Each line from the one that contains "drop a point: the car tire" to the end of the material must be quoted exactly; include both end lines and nothing else.

> **SOURCE DATA**:
_ _ _

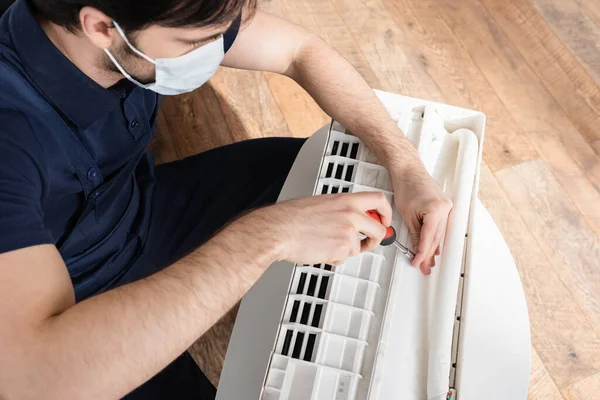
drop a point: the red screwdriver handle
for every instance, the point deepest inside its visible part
(390, 232)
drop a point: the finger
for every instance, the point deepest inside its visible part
(439, 235)
(374, 231)
(365, 201)
(435, 244)
(426, 238)
(426, 269)
(415, 234)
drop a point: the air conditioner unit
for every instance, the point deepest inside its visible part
(375, 327)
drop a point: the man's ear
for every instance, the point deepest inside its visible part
(97, 26)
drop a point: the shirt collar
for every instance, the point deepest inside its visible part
(75, 94)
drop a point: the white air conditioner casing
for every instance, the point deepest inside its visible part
(374, 327)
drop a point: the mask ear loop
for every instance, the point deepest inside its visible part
(136, 51)
(125, 74)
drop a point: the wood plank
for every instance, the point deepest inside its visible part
(574, 90)
(585, 389)
(302, 114)
(592, 8)
(321, 18)
(571, 23)
(248, 104)
(189, 124)
(534, 108)
(580, 190)
(563, 259)
(396, 65)
(541, 385)
(460, 80)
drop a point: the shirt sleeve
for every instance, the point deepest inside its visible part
(231, 33)
(22, 173)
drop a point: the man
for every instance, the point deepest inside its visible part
(111, 268)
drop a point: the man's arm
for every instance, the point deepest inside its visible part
(107, 345)
(272, 44)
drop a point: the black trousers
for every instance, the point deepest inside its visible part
(194, 198)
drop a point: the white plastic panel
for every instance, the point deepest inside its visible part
(364, 332)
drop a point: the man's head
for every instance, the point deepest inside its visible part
(158, 28)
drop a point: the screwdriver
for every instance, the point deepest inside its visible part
(391, 237)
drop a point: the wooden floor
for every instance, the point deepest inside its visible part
(533, 66)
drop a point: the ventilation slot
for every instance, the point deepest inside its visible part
(294, 313)
(298, 345)
(336, 145)
(305, 313)
(287, 341)
(329, 170)
(339, 171)
(310, 346)
(344, 149)
(323, 287)
(317, 315)
(312, 284)
(349, 172)
(301, 283)
(354, 151)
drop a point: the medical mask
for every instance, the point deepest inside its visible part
(180, 74)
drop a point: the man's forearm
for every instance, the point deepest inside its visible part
(109, 344)
(342, 93)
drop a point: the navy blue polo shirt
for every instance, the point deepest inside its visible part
(44, 184)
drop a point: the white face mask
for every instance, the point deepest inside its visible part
(180, 74)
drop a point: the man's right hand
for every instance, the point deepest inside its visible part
(325, 228)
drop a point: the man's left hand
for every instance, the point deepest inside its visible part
(424, 209)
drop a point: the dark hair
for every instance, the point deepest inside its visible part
(135, 15)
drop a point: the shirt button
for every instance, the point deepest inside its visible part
(96, 195)
(92, 174)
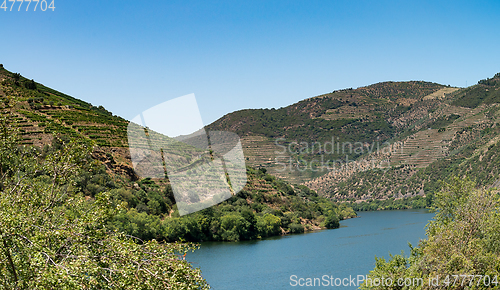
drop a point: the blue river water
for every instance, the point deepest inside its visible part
(279, 263)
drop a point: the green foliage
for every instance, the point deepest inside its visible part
(52, 237)
(332, 220)
(461, 240)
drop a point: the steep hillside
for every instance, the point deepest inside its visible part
(266, 206)
(291, 141)
(449, 140)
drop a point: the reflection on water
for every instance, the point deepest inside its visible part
(349, 250)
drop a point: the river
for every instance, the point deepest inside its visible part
(279, 263)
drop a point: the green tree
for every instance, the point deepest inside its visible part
(52, 237)
(463, 239)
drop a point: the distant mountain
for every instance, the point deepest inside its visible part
(387, 140)
(39, 112)
(383, 141)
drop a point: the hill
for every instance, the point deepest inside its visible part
(387, 141)
(47, 119)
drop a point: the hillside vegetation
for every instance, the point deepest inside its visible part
(267, 206)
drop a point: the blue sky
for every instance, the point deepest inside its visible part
(131, 55)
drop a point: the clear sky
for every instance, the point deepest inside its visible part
(131, 55)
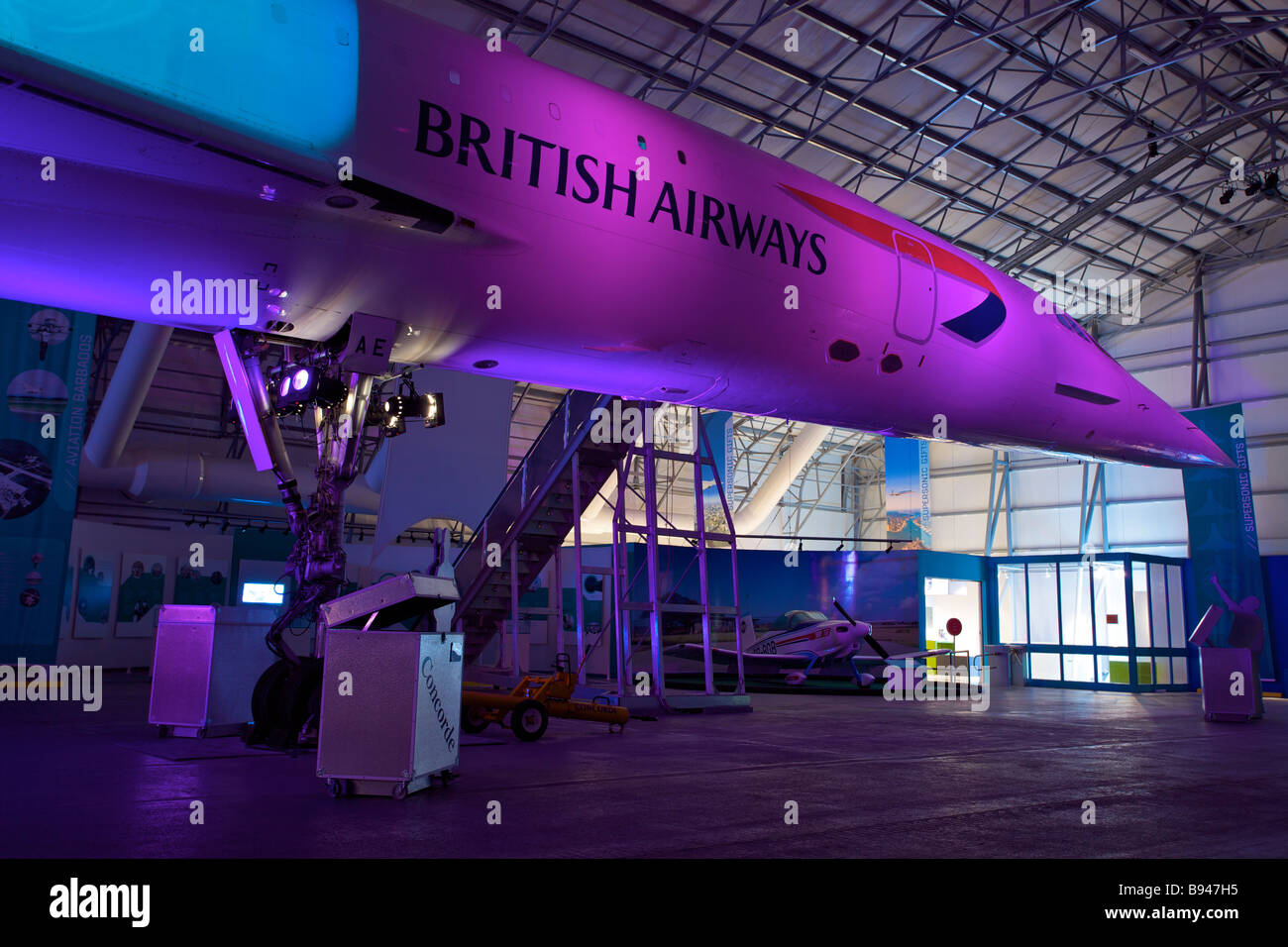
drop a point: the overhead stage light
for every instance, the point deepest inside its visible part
(300, 385)
(393, 412)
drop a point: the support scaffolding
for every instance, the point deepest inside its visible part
(649, 690)
(1000, 495)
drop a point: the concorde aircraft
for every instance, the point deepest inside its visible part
(514, 221)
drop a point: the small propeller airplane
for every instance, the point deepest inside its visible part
(809, 643)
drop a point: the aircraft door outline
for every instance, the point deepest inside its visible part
(914, 309)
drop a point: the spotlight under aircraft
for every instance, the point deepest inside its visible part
(343, 157)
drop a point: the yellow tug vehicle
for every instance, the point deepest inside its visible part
(533, 701)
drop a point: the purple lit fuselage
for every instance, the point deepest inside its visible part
(675, 287)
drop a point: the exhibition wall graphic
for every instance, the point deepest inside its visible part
(1223, 525)
(909, 491)
(46, 365)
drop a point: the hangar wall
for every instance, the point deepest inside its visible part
(1248, 354)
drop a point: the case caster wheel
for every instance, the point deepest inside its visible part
(473, 719)
(528, 720)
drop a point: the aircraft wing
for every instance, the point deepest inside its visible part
(877, 659)
(767, 664)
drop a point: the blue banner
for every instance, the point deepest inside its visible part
(719, 429)
(47, 367)
(909, 491)
(1224, 527)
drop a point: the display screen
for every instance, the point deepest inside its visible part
(262, 592)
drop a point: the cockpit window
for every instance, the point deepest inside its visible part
(980, 322)
(798, 618)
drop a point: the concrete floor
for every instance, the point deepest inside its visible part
(871, 779)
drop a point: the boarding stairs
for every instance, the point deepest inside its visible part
(550, 488)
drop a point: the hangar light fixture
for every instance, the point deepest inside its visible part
(295, 386)
(393, 412)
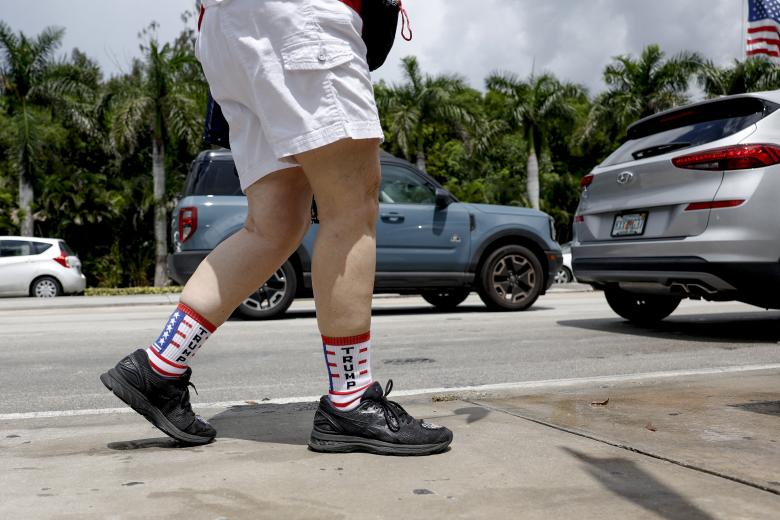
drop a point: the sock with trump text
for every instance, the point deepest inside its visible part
(184, 333)
(348, 360)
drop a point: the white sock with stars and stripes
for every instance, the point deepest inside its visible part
(348, 361)
(184, 333)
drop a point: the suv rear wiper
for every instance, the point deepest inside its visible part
(659, 149)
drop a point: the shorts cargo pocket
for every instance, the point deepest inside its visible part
(316, 54)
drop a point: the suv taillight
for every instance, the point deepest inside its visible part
(188, 222)
(738, 157)
(586, 181)
(62, 259)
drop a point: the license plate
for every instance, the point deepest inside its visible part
(629, 224)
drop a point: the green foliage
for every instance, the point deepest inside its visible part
(85, 143)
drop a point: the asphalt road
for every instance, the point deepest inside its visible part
(50, 359)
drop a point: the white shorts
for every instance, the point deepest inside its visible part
(290, 76)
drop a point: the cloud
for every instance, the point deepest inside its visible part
(573, 39)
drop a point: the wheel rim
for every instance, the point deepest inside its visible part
(513, 278)
(562, 276)
(46, 289)
(270, 294)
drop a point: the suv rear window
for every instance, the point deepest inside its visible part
(213, 178)
(689, 126)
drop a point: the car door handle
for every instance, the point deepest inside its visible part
(392, 218)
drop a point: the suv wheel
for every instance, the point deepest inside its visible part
(446, 298)
(511, 279)
(45, 287)
(563, 275)
(274, 297)
(643, 309)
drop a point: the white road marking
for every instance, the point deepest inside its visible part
(498, 387)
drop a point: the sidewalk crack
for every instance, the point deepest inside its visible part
(627, 447)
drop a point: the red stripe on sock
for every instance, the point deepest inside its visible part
(348, 340)
(163, 372)
(197, 317)
(168, 361)
(333, 392)
(344, 405)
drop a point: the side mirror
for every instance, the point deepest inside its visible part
(443, 198)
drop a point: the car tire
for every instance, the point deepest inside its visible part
(446, 299)
(643, 309)
(274, 297)
(45, 287)
(564, 275)
(511, 279)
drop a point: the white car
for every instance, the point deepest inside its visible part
(42, 267)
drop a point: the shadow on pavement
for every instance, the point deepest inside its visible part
(274, 423)
(473, 413)
(144, 444)
(624, 478)
(720, 328)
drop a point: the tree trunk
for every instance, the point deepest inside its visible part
(160, 214)
(421, 160)
(25, 203)
(532, 178)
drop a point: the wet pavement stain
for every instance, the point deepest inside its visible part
(408, 361)
(763, 407)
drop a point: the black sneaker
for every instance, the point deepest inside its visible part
(164, 402)
(376, 426)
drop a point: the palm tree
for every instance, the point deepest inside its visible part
(641, 87)
(422, 100)
(751, 75)
(29, 83)
(533, 106)
(153, 103)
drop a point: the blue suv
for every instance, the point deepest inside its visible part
(428, 243)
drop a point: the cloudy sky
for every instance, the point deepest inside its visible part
(574, 39)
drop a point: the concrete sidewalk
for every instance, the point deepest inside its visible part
(687, 448)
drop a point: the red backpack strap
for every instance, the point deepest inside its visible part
(406, 25)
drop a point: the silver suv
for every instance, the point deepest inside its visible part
(687, 207)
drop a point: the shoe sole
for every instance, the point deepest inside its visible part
(330, 443)
(121, 388)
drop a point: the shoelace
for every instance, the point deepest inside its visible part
(185, 394)
(392, 410)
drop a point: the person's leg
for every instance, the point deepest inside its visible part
(154, 381)
(278, 217)
(355, 415)
(345, 179)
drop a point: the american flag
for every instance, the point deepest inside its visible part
(763, 29)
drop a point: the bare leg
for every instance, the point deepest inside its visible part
(278, 218)
(345, 179)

_ _ _

> **REPLY TO THE TASK**:
drop a point: the car tire
for every instance, the point deepest inside its visible part
(446, 299)
(643, 309)
(274, 297)
(45, 287)
(564, 275)
(511, 279)
drop a point: the white car
for every instance, the point deepest inside its visible part
(42, 267)
drop a point: the shadow on pavement
for every instance, the point deepest inside its visible part
(274, 423)
(473, 413)
(144, 444)
(624, 478)
(720, 328)
drop a point: the tree trunk
for every instance, the point deepest inside its visible part
(160, 214)
(421, 160)
(25, 203)
(532, 178)
drop a point: the wet pavement stain
for every instance, the point deepest inside its visible part
(408, 361)
(763, 407)
drop a point: the black sneaker
for every instance, the point deepest inside its visible part
(164, 402)
(376, 426)
drop a point: the palm tree
for every instance, the point deepest inside its visible part
(641, 87)
(422, 100)
(751, 75)
(29, 83)
(533, 106)
(153, 103)
drop a point: the blue suv
for every instance, the point deepest inside its visible part
(428, 243)
drop a point: the cloudy sky
for every instance, the point deepest inside its visible part
(574, 39)
drop a point: the concrete sidewalk
for every instance, the point deepest inside its visible part
(687, 448)
drop a point: the red backpack strap
for every instance, the point deepest inside its visible part
(406, 25)
drop a point: the silver suv
for every instance, the point deepest inside its visible part
(687, 207)
drop a point: the shoe sole
for every instance, the point deepest inside its visible part
(330, 443)
(121, 388)
drop a point: the shoelace
for every instance, the point deepest inside its visible part
(185, 394)
(392, 410)
drop a point: the person's leg
for every instance, the point deepest inside its visible part
(154, 381)
(278, 217)
(355, 415)
(345, 179)
drop a point: the american flag
for every instance, the point deepest inside its visible part
(763, 29)
drop a point: the bare leg
for every instance, the point deepest inside its visible part
(278, 218)
(345, 179)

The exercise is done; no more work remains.